- _WORK INSTRUCTIONS_
(1) In the Airflow post, repeat the stretch from "Marton Trencseni - Sat" through "our waiting time.", swapping "DWH" for "data warehouse".
(2) Answer these questions from the Airflow post:
(a) What did the author spend a few days optimizing for speed?
(b) Which partition does the example DWH job create for result_table?
(c) What has to land in the listed tables before the SELECT can run?
(3) State whether each statement agrees with the Airflow post. Answer yes or no, and quote the words that decide it.
(a) The time spent completing the waits includes the actual waiting time.
(b) The framework parses the SQL snippets.
(c) The example query combines its tables with LEFT JOIN.

─── PASSAGE PROVIDED

Optimizing waits in Airflow

Marton Trencseni - Sat 01 February 2020 - Data

Introduction

Sometimes I get to put on my Data Engineering hat for a few days. I enjoy this because I like to move up and down the Data Science stack and I try to keep myself sharp technically. Recently I was able to spend a few days optimizing our Airflow ETL for speed. We noticed that DWH jobs with a lots of waits are taking a lot of time to complete the waits (not counting the actual waiting time). Below is a list of changes I made to improve our waiting time.

Our history of waiting on tables

The basic premise is this. Suppose you have a DWH job that creates the latest ds partition for result_table, and the INSERT is a result of a SELECT like:

INSERT INTO result_table
SELECT
    ...
FROM
    table1
INNER JOIN
    table2
ON
    ...
INNER JOIN
    table3
ON
    ...

In our ETL, we would write this like:

INSERT INTO result_table
SELECT
    ...
FROM
    curent_ds_wait::table1
INNER JOIN
    curent_ds_wait::table2
ON
    ...
INNER JOIN
    curent_ds_wait::table3
ON
    ...

Our framework parses the SQL snippets and extracts tables names after current_ds_wait::. These are the list of tables where we need to wait for today's ds partition to land before we can run the SELECT (otherwise the result would be incomplete).

──────
─── DATA BLOCK

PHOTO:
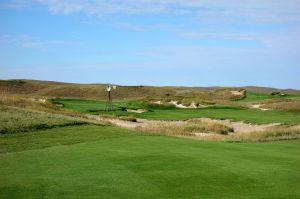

──────

- _RESPONSES TO THE EXERCISE_
(1)
Marton Trencseni - Sat 01 February 2020 - Data

Introduction

Sometimes I get to put on my Data Engineering hat for a few days. I enjoy this because I like to move up and down the Data Science stack and I try to keep myself sharp technically. Recently I was able to spend a few days optimizing our Airflow ETL for speed. We noticed that data warehouse jobs with a lots of waits are taking a lot of time to complete the waits (not counting the actual waiting time). Below is a list of changes I made to improve our waiting time.

(2)
(a) Their Airflow ETL.
(b) The latest ds partition.
(c) Today's ds partition.

(3)
(a) No: "(not counting the actual waiting time)"
(b) Yes: "Our framework parses the SQL snippets"
(c) No: "INNER JOIN"